REQUIRED TASK A ::
Print the stretch of the Dreaming Down-Under entry from "- Pages: 554" through "and 2002 respectively.".

EXTRACT ::
Dreaming Down-Under
- Dreaming Down-Under first edition cover.
- Author: Jack Dann, Janeen Webb
- Cover artist: Nick Stathopoulos
- Language: English
- Genre: Speculative fiction anthology
- Publisher: Voyager Books
- Publication date: November 1998
- Publication place: Australia
- Media type: Print (hardback & paperback)
- Pages: 554 (first edition)
- ISBN: 0-7322-5917-7

= Dreaming Down-Under =

Anthology edited by Jack Dann and Janeen Webb

Dreaming Down-Under is a 1998 speculative fiction anthology edited by Jack Dann and Janeen Webb.

== Publishing history ==
Dreaming Down-Under was first published in Australia in November 1998 by Voyager Books in trade paperback format. In 1999 and 2000 it was republished as two separate volumes. It was released in the United Kingdom by Swift Publishers in 2000 and in the United States by Tor Books in hardback and paperback formats in 2001 and 2002 respectively.

(Dataset records)
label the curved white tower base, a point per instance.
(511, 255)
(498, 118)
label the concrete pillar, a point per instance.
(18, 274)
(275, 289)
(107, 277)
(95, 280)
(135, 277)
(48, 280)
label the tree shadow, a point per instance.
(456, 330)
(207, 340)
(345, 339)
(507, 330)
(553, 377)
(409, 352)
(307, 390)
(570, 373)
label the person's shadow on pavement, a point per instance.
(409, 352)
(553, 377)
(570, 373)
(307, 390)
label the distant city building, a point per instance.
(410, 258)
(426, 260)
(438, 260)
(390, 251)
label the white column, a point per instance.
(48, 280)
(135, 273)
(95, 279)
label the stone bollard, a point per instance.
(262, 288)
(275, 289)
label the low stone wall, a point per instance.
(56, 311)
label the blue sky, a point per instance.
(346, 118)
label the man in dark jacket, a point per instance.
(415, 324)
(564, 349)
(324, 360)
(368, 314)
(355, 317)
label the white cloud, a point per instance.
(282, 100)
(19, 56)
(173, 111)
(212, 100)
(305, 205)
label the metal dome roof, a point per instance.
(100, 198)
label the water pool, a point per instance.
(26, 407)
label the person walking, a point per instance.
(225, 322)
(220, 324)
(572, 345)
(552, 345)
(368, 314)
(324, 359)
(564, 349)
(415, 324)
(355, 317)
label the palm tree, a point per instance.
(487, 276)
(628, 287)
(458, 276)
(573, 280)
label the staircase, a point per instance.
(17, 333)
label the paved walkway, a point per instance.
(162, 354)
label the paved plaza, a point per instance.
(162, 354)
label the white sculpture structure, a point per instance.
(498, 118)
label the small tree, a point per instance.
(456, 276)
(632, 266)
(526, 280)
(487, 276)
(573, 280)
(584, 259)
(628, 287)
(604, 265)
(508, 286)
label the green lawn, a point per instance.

==

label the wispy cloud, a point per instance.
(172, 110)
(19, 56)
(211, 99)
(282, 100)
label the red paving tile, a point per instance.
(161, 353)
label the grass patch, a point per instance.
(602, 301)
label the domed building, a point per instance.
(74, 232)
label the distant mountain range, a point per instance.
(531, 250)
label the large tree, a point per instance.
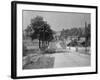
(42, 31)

REQUIRED TASK B ::
Locate every line of the listing that contains the word "building", treating uppercase and lowercase as different, and copy each of those lines.

FULL RESPONSE A ::
- Pages: 554 (first edition)
- ISBN: 0-7322-5917-7

= Dreaming Down-Under =

Anthology edited by Jack Dann and Janeen Webb

Dreaming Down-Under is a 1998 speculative fiction anthology edited by Jack Dann and Janeen Webb.

== Publishing history ==
Dreaming Down-Under was first published in Australia in November 1998 by Voyager Books in trade paperback format. In 1999 and 2000 it was republished as two separate volumes. It was released in the United Kingdom by Swift Publishers in 2000 and in the United States by Tor Books in hardback and paperback formats in 2001 and 2002 respectively.

FULL RESPONSE B ::
label the distant city building, a point per instance.
label the domed building, a point per instance.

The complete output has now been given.